### Supplied records

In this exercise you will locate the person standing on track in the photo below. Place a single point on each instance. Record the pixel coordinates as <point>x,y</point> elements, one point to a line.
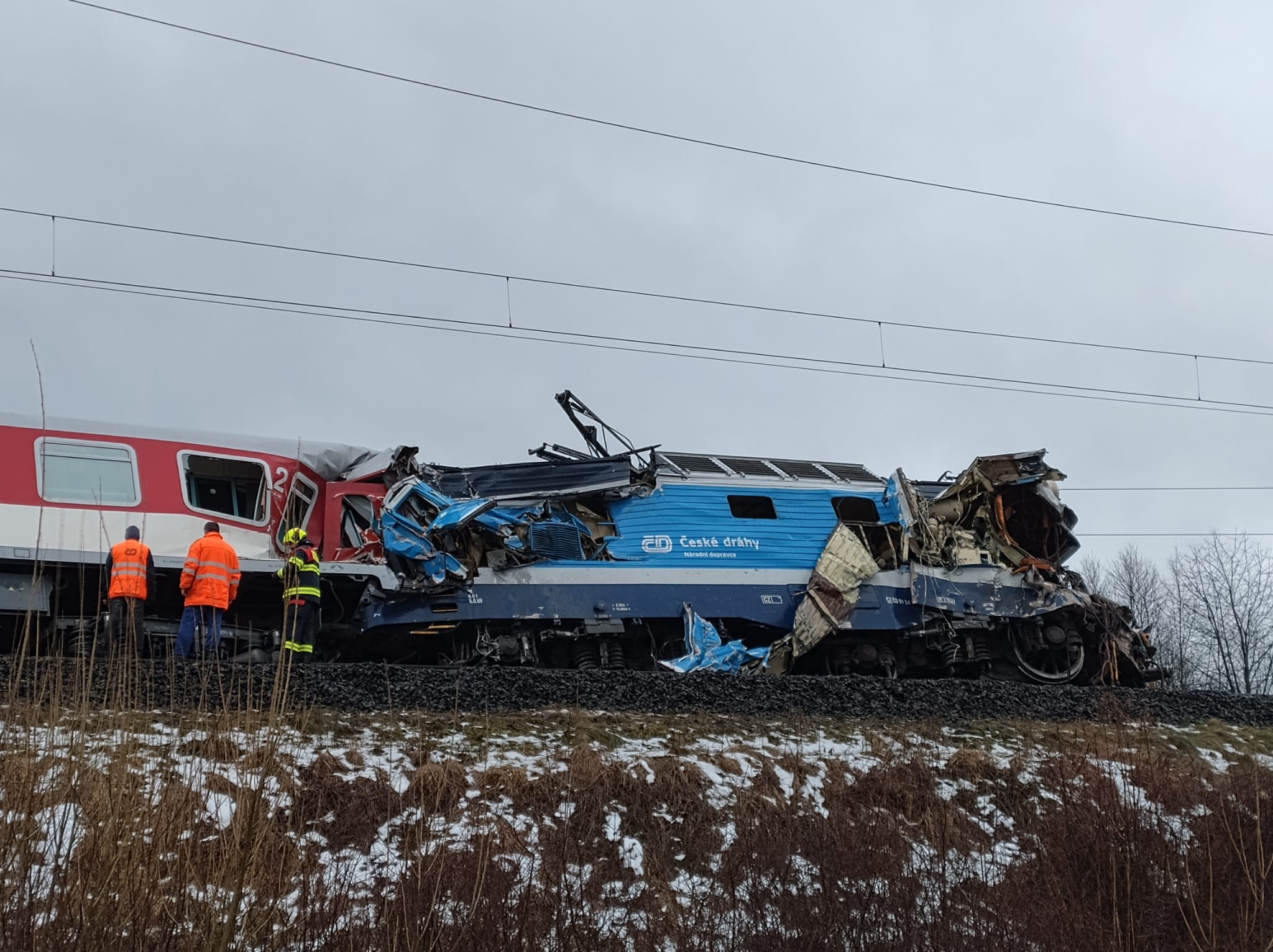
<point>131,572</point>
<point>301,575</point>
<point>210,584</point>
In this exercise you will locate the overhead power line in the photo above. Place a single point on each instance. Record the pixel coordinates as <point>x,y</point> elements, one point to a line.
<point>1168,489</point>
<point>614,342</point>
<point>674,137</point>
<point>634,292</point>
<point>1170,535</point>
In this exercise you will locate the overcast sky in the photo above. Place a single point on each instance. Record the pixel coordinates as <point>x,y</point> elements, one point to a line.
<point>1150,108</point>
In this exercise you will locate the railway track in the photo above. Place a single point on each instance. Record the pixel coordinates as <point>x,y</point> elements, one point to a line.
<point>387,688</point>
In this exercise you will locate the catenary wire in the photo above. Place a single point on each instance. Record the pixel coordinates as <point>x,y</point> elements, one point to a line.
<point>674,137</point>
<point>498,332</point>
<point>637,292</point>
<point>595,341</point>
<point>708,348</point>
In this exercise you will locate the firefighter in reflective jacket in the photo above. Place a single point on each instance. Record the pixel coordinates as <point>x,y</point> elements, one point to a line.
<point>131,572</point>
<point>301,574</point>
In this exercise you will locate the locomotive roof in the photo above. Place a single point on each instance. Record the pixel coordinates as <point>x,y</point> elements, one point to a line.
<point>699,465</point>
<point>328,460</point>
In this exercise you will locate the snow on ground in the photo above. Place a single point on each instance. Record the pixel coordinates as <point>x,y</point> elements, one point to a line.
<point>788,766</point>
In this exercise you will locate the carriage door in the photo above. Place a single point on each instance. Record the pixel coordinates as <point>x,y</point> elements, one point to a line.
<point>298,510</point>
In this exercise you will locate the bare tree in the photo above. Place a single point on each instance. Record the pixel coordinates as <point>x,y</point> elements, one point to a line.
<point>1224,606</point>
<point>1133,579</point>
<point>1095,574</point>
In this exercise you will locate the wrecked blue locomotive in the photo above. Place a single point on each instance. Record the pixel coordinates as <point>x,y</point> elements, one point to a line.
<point>645,558</point>
<point>610,557</point>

######

- Exercise aim
Rewrite the data from its first line through the line containing "<point>301,575</point>", keeping every line except the picture and multiplying each pixel coordinate in the answer points by 1.9. Round the results to whole numbers, with halves rounded up.

- Task answer
In this exercise you will locate the person standing on track in the photo below. Place a single point on each instance. Record the pixel coordinates as <point>x,y</point> elements, one point to a line.
<point>249,1087</point>
<point>572,1093</point>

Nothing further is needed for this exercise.